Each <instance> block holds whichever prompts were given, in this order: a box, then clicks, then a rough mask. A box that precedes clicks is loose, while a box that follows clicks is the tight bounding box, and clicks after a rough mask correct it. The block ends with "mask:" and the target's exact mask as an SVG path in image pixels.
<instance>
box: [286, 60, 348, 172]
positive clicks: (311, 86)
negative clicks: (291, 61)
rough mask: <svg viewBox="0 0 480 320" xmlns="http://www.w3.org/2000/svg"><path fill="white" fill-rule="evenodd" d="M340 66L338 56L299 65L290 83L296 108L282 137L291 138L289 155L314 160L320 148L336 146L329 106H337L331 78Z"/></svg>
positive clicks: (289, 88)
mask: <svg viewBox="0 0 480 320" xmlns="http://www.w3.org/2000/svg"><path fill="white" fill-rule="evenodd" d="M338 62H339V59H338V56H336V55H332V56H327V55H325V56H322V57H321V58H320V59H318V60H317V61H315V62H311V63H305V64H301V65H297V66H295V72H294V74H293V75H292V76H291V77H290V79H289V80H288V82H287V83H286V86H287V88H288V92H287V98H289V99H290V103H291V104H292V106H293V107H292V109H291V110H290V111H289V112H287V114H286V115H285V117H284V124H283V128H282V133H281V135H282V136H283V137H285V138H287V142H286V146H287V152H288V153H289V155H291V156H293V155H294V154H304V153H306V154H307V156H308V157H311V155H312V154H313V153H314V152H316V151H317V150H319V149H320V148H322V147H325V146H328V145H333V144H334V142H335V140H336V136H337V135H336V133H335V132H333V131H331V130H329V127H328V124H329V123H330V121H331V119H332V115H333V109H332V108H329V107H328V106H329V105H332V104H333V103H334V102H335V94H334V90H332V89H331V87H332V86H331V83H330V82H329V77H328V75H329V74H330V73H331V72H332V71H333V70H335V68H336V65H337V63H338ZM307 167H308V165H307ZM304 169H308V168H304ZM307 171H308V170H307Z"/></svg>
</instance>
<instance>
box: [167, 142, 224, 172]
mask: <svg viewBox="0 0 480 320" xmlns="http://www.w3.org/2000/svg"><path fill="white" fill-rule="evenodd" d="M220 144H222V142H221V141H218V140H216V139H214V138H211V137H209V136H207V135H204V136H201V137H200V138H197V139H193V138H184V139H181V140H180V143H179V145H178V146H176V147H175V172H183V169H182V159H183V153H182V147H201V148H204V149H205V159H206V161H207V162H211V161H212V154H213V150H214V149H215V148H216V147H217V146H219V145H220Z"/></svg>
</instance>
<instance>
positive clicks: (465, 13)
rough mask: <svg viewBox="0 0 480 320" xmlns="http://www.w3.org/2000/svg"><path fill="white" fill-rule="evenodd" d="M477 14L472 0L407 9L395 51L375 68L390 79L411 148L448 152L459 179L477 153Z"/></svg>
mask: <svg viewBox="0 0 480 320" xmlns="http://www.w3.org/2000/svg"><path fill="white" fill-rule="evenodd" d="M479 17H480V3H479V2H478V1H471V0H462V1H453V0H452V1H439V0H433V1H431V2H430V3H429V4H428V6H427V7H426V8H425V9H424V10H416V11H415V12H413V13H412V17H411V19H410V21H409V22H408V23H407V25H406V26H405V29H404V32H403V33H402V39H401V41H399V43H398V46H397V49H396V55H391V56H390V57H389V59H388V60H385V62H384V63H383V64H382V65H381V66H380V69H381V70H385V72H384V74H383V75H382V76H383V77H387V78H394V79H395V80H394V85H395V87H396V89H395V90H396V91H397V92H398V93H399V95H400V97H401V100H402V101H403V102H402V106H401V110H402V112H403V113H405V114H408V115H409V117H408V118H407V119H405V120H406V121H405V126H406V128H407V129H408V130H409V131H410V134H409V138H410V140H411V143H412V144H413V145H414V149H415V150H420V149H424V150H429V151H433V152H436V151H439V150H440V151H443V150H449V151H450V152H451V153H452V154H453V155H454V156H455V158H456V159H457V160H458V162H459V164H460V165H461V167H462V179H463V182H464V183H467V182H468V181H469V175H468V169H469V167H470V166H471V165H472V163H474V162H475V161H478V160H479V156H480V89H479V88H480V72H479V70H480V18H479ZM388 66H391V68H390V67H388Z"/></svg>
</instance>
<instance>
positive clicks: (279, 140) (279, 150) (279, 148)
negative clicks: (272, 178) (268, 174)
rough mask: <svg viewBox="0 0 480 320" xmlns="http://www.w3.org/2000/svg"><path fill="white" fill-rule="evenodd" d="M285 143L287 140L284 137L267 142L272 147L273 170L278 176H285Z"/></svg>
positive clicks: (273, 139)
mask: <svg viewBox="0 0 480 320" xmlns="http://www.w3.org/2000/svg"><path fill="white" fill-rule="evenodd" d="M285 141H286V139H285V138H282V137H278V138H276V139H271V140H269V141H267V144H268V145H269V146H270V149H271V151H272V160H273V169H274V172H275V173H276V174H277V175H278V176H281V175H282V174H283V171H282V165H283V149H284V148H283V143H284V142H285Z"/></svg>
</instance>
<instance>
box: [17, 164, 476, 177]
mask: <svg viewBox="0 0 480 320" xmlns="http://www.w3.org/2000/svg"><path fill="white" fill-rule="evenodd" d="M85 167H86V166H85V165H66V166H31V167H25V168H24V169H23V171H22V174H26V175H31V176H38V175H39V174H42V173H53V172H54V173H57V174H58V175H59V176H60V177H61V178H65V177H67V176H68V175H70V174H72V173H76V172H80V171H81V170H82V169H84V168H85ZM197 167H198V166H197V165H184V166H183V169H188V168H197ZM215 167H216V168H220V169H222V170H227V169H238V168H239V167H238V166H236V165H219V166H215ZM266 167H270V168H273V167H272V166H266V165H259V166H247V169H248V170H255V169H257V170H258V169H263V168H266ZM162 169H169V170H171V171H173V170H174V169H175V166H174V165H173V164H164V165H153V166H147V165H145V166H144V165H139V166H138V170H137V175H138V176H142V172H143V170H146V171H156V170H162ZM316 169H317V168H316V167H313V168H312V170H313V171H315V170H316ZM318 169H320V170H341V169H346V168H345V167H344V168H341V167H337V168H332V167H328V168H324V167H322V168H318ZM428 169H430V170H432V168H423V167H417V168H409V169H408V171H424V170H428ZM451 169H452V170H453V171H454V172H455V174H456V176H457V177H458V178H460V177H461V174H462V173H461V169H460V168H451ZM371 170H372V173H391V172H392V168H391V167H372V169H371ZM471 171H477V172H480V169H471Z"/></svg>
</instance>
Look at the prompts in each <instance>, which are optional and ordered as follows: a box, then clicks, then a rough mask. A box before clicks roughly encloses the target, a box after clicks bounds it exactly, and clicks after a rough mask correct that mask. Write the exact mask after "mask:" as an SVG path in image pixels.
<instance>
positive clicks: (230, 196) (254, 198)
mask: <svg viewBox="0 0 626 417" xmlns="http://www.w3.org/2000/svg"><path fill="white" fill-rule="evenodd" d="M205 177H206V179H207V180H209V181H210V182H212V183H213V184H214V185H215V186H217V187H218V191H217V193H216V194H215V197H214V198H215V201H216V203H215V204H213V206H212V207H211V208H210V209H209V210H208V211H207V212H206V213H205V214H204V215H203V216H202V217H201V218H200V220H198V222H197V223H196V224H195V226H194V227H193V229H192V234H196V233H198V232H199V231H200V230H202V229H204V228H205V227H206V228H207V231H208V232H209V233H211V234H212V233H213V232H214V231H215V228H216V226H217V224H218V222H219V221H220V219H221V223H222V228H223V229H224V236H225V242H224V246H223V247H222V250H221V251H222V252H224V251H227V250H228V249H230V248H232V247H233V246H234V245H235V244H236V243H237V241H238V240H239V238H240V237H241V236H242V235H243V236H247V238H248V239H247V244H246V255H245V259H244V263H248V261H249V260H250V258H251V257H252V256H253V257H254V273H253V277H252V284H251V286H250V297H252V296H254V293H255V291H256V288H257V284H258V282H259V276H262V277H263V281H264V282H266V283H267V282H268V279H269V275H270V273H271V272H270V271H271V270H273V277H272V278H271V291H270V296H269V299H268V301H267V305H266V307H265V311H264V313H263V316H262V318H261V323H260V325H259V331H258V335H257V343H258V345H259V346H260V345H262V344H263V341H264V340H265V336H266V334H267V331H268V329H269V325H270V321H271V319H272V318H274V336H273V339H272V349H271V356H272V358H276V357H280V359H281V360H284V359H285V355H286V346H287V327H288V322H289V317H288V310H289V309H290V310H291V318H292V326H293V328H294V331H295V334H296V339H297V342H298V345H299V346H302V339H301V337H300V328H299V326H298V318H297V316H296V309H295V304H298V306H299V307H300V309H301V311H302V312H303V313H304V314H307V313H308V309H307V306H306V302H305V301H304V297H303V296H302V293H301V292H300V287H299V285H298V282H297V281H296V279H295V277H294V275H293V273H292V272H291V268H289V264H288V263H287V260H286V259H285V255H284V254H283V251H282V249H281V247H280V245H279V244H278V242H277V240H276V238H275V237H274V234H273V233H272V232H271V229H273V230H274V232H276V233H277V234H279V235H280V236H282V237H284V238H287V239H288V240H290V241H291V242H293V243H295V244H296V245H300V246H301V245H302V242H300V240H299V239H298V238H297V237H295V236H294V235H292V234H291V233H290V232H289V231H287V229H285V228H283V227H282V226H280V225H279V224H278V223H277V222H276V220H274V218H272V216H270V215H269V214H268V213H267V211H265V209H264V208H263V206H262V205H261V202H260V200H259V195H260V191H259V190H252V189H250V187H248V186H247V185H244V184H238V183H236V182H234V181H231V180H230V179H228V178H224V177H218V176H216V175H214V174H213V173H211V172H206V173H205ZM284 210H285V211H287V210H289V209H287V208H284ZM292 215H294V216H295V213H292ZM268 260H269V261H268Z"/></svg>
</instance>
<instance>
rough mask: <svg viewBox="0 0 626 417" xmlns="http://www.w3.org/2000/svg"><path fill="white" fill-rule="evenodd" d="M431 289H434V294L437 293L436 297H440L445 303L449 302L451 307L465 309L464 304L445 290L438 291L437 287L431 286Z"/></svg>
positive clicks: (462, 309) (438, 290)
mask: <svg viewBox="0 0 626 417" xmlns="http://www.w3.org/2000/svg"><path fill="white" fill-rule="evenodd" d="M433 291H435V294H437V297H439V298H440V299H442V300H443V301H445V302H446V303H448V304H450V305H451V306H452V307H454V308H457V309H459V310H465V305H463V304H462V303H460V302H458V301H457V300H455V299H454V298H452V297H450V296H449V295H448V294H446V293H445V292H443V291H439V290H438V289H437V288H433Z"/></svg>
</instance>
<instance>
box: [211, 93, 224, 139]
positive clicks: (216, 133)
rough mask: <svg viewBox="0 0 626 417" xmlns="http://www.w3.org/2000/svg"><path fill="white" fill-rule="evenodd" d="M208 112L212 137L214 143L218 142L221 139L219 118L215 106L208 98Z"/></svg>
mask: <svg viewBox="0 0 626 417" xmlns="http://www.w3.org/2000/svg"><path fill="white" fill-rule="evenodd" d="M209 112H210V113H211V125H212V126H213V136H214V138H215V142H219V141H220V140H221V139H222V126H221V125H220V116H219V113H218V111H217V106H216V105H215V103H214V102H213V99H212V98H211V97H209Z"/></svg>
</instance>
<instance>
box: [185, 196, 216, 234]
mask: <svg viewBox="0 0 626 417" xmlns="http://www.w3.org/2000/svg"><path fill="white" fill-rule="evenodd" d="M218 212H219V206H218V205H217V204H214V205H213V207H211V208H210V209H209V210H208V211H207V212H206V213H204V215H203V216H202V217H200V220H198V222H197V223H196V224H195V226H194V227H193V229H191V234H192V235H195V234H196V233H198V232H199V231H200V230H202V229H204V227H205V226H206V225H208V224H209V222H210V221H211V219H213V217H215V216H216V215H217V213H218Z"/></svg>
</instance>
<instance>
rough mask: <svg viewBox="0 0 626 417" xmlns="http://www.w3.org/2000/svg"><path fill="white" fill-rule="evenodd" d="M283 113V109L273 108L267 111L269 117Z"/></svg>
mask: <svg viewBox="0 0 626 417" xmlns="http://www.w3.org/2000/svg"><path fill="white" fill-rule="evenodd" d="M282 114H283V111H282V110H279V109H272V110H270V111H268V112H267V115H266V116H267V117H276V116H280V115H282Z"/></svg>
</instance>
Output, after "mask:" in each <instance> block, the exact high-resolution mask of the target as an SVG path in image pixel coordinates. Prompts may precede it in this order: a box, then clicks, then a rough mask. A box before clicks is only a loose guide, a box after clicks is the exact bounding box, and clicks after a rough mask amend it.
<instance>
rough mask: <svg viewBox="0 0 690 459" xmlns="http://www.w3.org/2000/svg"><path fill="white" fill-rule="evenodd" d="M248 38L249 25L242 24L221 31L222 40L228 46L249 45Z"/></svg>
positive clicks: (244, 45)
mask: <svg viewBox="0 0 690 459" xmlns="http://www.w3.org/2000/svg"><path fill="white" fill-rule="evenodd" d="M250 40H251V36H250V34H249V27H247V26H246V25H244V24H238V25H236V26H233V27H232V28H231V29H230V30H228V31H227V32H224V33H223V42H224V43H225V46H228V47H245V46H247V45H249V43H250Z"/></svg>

**WORK REQUIRED**
Would you show every line in the data above that contains the string "negative"?

**SOLUTION FOR THIS PROBLEM**
negative clicks: (291, 61)
negative clicks: (272, 178) (268, 174)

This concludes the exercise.